=== Begin Enclosure ===

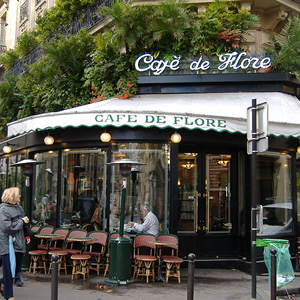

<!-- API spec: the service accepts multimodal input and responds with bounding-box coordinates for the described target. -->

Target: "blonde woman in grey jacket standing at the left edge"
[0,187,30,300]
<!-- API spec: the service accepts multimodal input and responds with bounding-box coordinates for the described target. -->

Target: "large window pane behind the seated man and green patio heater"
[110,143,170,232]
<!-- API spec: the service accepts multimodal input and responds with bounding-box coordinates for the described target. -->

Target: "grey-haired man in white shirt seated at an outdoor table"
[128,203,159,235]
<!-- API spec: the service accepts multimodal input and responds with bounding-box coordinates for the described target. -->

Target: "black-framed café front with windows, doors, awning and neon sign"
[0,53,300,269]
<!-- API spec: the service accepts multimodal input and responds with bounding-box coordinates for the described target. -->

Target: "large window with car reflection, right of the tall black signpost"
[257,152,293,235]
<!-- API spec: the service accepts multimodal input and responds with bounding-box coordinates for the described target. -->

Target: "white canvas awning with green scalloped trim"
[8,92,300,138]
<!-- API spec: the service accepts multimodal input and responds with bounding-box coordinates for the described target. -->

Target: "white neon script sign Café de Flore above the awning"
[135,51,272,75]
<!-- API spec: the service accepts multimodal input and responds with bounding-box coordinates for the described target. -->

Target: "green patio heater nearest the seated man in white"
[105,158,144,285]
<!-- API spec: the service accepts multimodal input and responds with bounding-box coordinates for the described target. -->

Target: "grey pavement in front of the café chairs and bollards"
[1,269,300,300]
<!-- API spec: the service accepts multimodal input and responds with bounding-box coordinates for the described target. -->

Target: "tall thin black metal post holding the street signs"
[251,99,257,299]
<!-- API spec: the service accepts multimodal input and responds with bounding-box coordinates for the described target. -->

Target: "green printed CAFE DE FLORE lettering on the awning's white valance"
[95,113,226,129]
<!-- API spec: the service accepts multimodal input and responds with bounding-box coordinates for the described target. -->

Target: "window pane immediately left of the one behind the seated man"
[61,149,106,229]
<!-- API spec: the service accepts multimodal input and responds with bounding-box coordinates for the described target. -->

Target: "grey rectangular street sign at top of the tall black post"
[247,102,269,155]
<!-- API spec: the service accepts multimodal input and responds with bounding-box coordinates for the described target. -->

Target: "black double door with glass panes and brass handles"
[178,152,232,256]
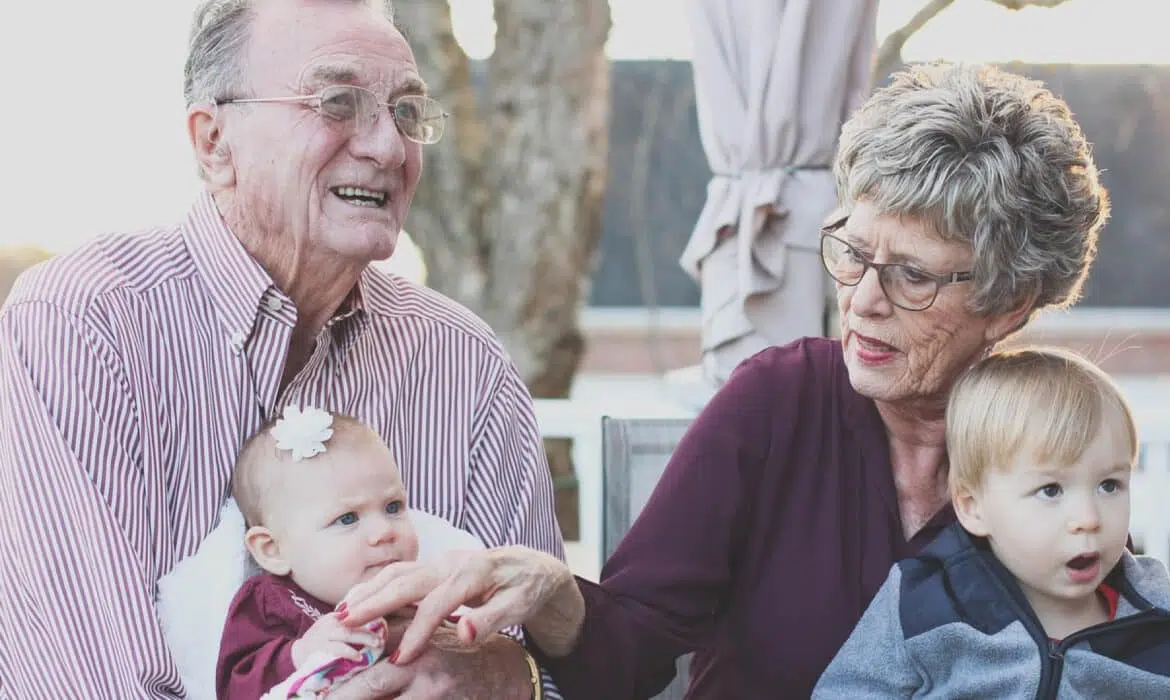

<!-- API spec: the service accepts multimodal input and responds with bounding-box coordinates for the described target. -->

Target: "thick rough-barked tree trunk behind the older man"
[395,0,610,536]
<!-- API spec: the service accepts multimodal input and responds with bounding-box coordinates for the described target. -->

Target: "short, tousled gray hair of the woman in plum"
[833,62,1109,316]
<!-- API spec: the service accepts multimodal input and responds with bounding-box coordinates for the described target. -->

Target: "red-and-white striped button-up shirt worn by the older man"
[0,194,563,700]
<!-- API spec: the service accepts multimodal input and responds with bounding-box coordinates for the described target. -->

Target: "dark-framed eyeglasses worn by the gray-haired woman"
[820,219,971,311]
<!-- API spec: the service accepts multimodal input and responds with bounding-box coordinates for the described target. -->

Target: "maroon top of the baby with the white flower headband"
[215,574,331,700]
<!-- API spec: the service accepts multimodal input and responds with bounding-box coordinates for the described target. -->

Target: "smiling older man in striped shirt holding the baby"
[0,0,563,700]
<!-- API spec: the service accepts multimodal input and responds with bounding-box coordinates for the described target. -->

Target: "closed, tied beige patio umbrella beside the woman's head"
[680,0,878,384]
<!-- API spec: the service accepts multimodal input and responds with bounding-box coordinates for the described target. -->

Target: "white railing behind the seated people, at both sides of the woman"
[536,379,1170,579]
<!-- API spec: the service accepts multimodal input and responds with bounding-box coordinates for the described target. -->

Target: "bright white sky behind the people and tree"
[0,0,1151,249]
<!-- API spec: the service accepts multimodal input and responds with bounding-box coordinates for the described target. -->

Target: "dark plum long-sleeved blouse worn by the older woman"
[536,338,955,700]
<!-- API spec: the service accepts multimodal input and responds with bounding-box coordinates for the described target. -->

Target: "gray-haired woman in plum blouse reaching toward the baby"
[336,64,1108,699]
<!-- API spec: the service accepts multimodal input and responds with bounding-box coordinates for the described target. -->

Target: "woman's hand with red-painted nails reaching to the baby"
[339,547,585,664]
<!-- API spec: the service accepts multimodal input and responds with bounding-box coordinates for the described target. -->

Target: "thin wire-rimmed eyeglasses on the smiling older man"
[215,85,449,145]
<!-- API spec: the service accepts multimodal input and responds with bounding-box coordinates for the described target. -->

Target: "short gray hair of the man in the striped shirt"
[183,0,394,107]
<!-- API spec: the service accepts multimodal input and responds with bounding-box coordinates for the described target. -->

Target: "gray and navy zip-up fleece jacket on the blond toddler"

=== End Enclosure ===

The problem — Before copying the material, set its pictures aside; then transcribe it word for word.

Solution —
<!-- API spec: the service accepts multimodal input and responds with bounding-box coordinates for the described target. -->

Target: "blonde woman in grey jacket standing at the left edge"
[0,187,30,300]
<!-- API spec: the service accepts multimodal input and responds with bounding-box coordinates for the described target. -->

Target: "large window pane behind the seated man and green patio heater"
[110,143,170,232]
<!-- API spec: the service accepts multimodal input and responds with bounding-box coordinates for the described target. -->

Target: "grey-haired man in white shirt seated at an outdoor table"
[128,203,159,235]
<!-- API spec: the service accepts multimodal input and responds with bounding-box coordinates for the described target. -->

Target: "black-framed café front with windows, doors, awning and neon sign"
[0,53,300,269]
<!-- API spec: the service accepts multimodal input and responds with bounding-box coordinates for the described target. -->

Target: "large window with car reflection, right of the tall black signpost"
[257,152,293,235]
<!-- API spec: the service accepts multimodal input and responds with bounding-box coordinates for the described target. -->

Target: "white canvas awning with green scalloped trim"
[8,92,300,138]
<!-- API spec: the service accepts multimodal input and responds with bounding-box coordinates for the described target. -->

Target: "white neon script sign Café de Flore above the awning"
[135,51,272,75]
<!-- API spec: the service accepts multimodal input and responds with bounding-box coordinates for the described target. -->

Target: "green patio heater nearest the seated man in white"
[105,158,144,285]
<!-- API spec: the service accepts multimodal input and responds with bounding-box coordinates for the described target. -->

Target: "grey pavement in front of the café chairs and bollards"
[1,269,300,300]
<!-- API spec: the service accepts multimodal input and responds with bounding-box coordinates for the described target. -->

Target: "tall thin black metal post holding the street signs"
[251,99,257,299]
<!-- API spec: the service accepts multimodal input and responds with bounding-box coordinates for the described target. -->

Target: "green printed CAFE DE FLORE lettering on the awning's white valance"
[95,113,226,129]
<!-- API spec: the service accepts multimodal input and responds with bounding-box coordinates for the described target. -->

Target: "window pane immediately left of the one behind the seated man"
[61,149,106,229]
<!-- API spec: the service accepts multimodal input and responds with bounding-box coordinates for the described target. -->

Target: "grey rectangular street sign at top of the tall black post"
[247,102,269,155]
<!-- API spec: the service accepts multimodal input and responds with bounding-box coordinates for the described target. -->

Target: "black double door with glass panes and brass handles"
[178,152,232,256]

<!-- API spec: the service accepts multimodal input and responds with bounding-box coordinates for the described target. -->

Target: "thick rough-barked tree trunk behind the older man"
[395,0,610,536]
<!-- API spec: the service accepts multimodal input and responds with bounding-box coordinates for the described target. -->

Target: "short, tousled gray hair of the woman in plum"
[833,62,1109,316]
<!-- API spec: the service accepts multimodal input and responds with bounding-box coordinates for the described target. -->

Target: "red-and-white striped button-up shirt worn by the older man"
[0,194,563,700]
<!-- API spec: the service accepts multimodal input and responds with bounding-box coordinates for the described target. -->

Target: "dark-framed eyeglasses worn by the gray-haired woman"
[820,219,971,311]
<!-- API spec: the service accepts multimodal input and responds with bounding-box coordinates for the described target. -->

Target: "maroon top of the baby with the white flower headband"
[215,574,331,700]
<!-- API spec: the service accepts multimodal input and responds with bounding-box coordinates for the described target. -->

Target: "smiling older man in striped shirt holding the baby"
[0,0,563,700]
<!-- API spec: the service accepts multimodal input and responds with bounding-box coordinates for the described target. -->

Target: "closed, tied beige patio umbrella beside the woman's head"
[680,0,878,384]
<!-- API spec: the service accepts multimodal input and responds with bounding-box coordinates for the described target. -->

Target: "white railing behind the seated people, at both sides of the woman"
[536,379,1170,579]
<!-- API spec: the service accepts multimodal input and responds with bounding-box coordinates for the described target. -->

Target: "bright white sky behind the people and tree"
[0,0,1151,249]
<!-- API spec: the service accepts multimodal input and responds with bounding-box coordinates for the described target. -->

Target: "dark plum long-sleeved blouse worn by the older woman"
[536,338,955,700]
<!-- API spec: the service accepts multimodal input and responds with bounding-box coordinates for the described target. -->

Target: "gray-haired woman in plum blouse reaching toward the baby"
[336,64,1108,699]
<!-- API spec: the service accepts multimodal input and responds with bounding-box coordinates for the described target. -->

Target: "woman's hand with red-painted nails reaching to the baby"
[339,547,585,664]
<!-- API spec: the service accepts multimodal input and responds with bounding-box coordinates for the described target. -->

Target: "thin wire-rimmed eyeglasses on the smiling older man"
[215,85,449,145]
<!-- API spec: the service accepts multimodal input and responds with bounding-box coordinates for the described target. -->

Target: "short gray hair of the man in the striped shirt"
[183,0,394,107]
<!-- API spec: the service accepts multimodal input and responds with bounding-box coordinates for the described target. -->

Target: "gray and navy zip-up fleece jacket on the blond toddler"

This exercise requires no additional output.